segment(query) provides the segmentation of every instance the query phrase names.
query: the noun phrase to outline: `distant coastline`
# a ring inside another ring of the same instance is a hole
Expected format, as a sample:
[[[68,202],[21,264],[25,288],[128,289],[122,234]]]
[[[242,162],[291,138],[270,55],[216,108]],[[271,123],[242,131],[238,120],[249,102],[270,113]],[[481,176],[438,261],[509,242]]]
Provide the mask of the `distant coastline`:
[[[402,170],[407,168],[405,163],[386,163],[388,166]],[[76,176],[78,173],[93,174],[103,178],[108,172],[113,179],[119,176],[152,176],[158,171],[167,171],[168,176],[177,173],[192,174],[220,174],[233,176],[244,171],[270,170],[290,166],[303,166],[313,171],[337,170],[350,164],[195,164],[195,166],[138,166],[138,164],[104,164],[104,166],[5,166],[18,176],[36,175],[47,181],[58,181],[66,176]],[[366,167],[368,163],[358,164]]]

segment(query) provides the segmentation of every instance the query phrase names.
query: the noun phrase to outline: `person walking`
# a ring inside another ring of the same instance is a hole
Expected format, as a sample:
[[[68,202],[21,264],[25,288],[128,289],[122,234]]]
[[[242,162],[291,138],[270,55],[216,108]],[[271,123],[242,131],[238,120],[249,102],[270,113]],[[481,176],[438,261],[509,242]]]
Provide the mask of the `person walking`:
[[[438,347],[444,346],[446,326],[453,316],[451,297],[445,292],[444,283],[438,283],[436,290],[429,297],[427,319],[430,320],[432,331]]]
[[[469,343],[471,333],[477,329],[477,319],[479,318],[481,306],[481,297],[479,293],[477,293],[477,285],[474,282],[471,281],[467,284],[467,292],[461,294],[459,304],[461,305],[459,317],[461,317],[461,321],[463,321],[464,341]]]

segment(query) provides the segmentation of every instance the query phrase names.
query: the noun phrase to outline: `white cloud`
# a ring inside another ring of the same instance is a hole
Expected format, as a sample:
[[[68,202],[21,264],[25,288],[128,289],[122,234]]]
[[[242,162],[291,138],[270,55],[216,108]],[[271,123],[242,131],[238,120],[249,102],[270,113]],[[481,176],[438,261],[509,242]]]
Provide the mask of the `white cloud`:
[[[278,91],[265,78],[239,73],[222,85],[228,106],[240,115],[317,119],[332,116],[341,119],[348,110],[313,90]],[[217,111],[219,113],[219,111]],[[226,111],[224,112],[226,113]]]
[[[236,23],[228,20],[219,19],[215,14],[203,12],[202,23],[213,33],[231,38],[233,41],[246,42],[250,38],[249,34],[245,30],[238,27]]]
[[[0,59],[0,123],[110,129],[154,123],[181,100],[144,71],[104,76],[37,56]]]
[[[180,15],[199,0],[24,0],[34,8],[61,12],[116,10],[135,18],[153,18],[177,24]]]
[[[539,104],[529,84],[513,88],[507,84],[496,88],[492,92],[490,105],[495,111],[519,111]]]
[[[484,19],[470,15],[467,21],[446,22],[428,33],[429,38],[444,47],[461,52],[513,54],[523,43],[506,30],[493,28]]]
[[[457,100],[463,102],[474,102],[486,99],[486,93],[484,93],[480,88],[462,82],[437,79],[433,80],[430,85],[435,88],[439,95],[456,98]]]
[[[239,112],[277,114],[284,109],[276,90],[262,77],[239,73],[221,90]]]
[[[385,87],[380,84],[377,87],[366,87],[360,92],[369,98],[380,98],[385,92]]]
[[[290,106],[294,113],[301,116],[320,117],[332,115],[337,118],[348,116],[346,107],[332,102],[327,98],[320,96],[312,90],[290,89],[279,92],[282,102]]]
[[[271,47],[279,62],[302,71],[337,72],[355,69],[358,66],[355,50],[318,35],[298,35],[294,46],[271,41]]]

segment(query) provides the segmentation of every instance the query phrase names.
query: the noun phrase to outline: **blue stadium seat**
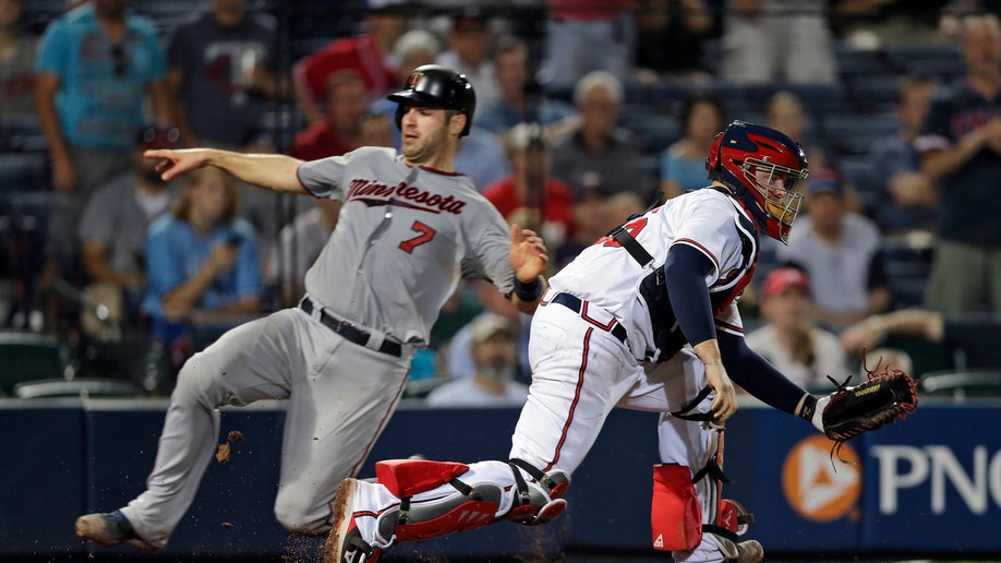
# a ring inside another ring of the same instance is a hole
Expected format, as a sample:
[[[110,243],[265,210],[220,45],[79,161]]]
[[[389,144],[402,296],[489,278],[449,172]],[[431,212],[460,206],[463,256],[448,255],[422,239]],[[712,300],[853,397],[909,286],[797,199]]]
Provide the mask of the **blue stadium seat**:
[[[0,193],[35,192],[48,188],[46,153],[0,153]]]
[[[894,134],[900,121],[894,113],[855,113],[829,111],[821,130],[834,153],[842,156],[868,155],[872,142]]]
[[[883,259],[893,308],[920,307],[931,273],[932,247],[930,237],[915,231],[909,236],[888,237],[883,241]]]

+--

### [Short exercise]
Report each line of the records that contains the word "outline", treating uppercase and lowercase letters as distinct.

### [Response to the task]
query: the noun phrase to outline: `distant coastline`
query: the noun phrase to outline: `person walking`
query: the noun phrase to outline: `white cloud`
query: the noun phrase to outline: **blue stadium seat**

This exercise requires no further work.